14 responses to “The Man Booker Prize Shortlist 2015

  1. I have a Brief History and Spool in my reading stack but I’m halfway through A Little Life at the moment – it’s brilliant, harrowing and I’m completely engrossed.

  2. As always, many thanks for your thoughts. Haven’t read A Little Life yet but I have it reserved at my library. For me, A Spool of Blue Thread is one of Anne Tyler’s best and I thoroughly recommend it.

  3. Jon

    So pleased to see a shortlist that includes A LITTLE LIFE and A SPOOL OF BLUE THREAD. My two books of 2015! Couldn’t be more different from each other, apart from their technical excellence and sheer readability. Hurrah!

  4. Have read A Brief History, A Little Life and the Fishermen. All are briliiant and would be happy to see anyone of those three pick up the prize.

  5. Deborah Stevenson

    Little Life has become one of my top books of all time. I am hoping it is the winner. Spool if Blue Thread is, I think, Ann Tyler’s best ever. Loved it! Thanks for posting Simon!

  6. It seems that A Little Life is the favourite – it’s the only one I’ve read of the shortlist – and although it was unputdownable and I sort of enjoyed it, it was soap opera and had some definite faults for me.

  7. So many people keep banging on (in the nicest possible way!) about A Little Life – this has just confirmed that I really should read it! Also like the look of The Year of the Runaways.

  8. A Brief History of Seven Killings interests me most but I might, stress might, end up reading them all. My cousin did it last year but last year’s shortlist didn’t appeal to me that much. I like the look of this little lot much better.

  9. A Little Life is the only one of the longlist that made it through to the shortlist. I thought it was extraordinary though had some faults (guilty of clumsy writing on times)

Supplied information.
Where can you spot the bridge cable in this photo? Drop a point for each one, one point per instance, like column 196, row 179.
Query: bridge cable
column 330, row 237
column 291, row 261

Problem 1.
Repeat the part of the Booker shortlist comments that begins at the words "6. It seems" and stops after the words "faults for me.".
Problem 2.
How would you put this sentence from the Booker shortlist comments into French: "Haven’t read A Little Life yet but I have it reserved at my library."
Problem 3.
In the Booker shortlist comments, which book does Deborah Stevenson hope will win?
The listing isn't needed here.

Expected answer 1.
6. It seems that A Little Life is the favourite – it’s the only one I’ve read of the shortlist – and although it was unputdownable and I sort of enjoyed it, it was soap opera and had some definite faults for me.

Expected answer 2.
Je n’ai pas encore lu A Little Life, mais je l’ai réservé à ma bibliothèque.

Expected answer 3.
A Little Life.